• [What you should do]: Produce an exact copy of the lines from the line that contains "Practice: put a marker on each instance of the black t-shirt" to the end of the listing below.

• [Input material]:

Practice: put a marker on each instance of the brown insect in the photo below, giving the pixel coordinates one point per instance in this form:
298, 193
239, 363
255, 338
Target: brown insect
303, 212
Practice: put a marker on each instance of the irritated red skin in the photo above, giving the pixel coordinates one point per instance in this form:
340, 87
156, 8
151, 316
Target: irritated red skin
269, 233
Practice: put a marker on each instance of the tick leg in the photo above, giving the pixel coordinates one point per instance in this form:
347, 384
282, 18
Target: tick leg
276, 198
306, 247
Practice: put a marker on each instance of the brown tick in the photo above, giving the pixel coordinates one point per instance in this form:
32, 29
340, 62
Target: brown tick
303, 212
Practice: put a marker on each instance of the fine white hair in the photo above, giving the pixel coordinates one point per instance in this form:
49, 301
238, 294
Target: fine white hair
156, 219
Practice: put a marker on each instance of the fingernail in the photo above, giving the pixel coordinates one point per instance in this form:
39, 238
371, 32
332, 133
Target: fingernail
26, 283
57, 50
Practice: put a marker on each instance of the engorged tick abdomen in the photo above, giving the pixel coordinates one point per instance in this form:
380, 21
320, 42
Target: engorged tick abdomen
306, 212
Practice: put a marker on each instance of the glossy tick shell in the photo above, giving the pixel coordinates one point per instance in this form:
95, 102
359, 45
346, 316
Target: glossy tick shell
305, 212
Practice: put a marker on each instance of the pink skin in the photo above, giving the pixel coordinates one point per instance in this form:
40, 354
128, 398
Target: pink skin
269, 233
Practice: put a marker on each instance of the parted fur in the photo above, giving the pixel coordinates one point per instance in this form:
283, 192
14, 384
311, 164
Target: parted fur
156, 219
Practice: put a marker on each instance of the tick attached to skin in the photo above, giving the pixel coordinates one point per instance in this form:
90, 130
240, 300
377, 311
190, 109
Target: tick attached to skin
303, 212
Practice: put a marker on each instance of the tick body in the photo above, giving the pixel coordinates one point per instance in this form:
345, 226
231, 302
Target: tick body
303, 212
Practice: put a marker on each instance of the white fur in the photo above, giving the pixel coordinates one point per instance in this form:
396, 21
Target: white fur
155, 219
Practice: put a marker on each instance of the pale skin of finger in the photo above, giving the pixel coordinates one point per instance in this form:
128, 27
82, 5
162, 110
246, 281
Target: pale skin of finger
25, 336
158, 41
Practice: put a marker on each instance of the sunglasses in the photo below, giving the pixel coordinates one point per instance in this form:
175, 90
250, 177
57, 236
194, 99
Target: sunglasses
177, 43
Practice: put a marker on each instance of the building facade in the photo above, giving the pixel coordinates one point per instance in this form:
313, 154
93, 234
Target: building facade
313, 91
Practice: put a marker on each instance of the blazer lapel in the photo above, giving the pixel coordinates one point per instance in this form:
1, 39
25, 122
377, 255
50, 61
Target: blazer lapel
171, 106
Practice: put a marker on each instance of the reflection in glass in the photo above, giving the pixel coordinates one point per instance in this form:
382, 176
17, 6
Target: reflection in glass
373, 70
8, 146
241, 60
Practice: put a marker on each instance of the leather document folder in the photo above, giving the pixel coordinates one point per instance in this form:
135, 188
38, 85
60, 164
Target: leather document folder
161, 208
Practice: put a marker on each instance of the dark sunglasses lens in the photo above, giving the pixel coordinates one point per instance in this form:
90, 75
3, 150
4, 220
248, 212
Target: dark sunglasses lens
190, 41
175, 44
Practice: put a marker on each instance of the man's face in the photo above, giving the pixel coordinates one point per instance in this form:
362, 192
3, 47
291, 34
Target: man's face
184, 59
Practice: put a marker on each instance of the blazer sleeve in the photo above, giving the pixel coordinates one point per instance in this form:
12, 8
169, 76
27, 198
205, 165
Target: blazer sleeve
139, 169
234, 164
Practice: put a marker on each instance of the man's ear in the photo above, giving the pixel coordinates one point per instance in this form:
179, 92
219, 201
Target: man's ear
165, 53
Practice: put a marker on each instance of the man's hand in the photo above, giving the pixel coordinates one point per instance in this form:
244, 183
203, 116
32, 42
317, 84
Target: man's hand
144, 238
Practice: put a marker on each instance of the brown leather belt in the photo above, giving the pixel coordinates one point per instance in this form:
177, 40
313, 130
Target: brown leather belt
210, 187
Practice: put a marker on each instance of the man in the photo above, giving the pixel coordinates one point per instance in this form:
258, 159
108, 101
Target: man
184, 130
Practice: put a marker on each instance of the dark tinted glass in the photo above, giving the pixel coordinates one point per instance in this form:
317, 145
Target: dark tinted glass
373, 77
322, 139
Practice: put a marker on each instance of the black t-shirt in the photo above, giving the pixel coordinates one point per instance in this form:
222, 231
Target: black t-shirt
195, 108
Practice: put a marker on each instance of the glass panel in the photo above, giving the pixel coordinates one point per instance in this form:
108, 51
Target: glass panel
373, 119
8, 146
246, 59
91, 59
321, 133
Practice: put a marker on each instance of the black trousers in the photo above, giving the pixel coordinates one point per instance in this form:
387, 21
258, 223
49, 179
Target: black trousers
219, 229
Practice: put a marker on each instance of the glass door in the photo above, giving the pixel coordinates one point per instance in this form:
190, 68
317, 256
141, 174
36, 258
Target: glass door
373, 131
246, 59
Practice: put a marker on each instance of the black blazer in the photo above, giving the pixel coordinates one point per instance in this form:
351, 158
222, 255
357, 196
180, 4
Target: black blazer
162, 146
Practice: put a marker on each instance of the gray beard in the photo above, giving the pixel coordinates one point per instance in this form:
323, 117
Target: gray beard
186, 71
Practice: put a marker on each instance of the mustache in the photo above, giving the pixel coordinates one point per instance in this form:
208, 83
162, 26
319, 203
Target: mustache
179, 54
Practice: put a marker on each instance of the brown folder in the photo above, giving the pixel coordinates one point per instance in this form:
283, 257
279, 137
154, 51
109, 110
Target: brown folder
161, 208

• [Correct response]:
Practice: put a marker on each instance of the black t-shirt in the photo above, giving the pixel coordinates one point per instance in this form:
222, 231
Target: black t-shirt
195, 108
Practice: put a marker on each instance of the glass panel in the photo above, giving the pixel coordinates one point per instance in this form:
108, 51
Target: glass panel
373, 119
8, 146
246, 59
91, 59
321, 133
Practice: put a marker on each instance of the black trousers in the photo above, giving the pixel coordinates one point per instance in this form:
387, 21
258, 223
49, 179
Target: black trousers
219, 229
Practice: put a marker on each instance of the glass door in the photo above, giving the pixel coordinates one point per instance in this form:
190, 68
317, 256
141, 174
36, 258
Target: glass door
373, 131
246, 59
Practice: put a marker on each instance of the black blazer in the photo above, giving the pixel coordinates one point per instance in this form:
351, 158
222, 255
357, 196
180, 4
Target: black blazer
162, 146
Practice: put a marker on each instance of the gray beard in the photo above, giving the pixel coordinates one point per instance in this form:
323, 117
Target: gray beard
186, 71
Practice: put a marker on each instance of the mustache in the photo above, giving the pixel coordinates one point per instance in this form:
208, 83
162, 26
319, 203
Target: mustache
179, 54
Practice: put a marker on each instance of the brown folder in the photo above, giving the pixel coordinates one point per instance in this form:
283, 257
279, 137
154, 51
109, 110
Target: brown folder
161, 208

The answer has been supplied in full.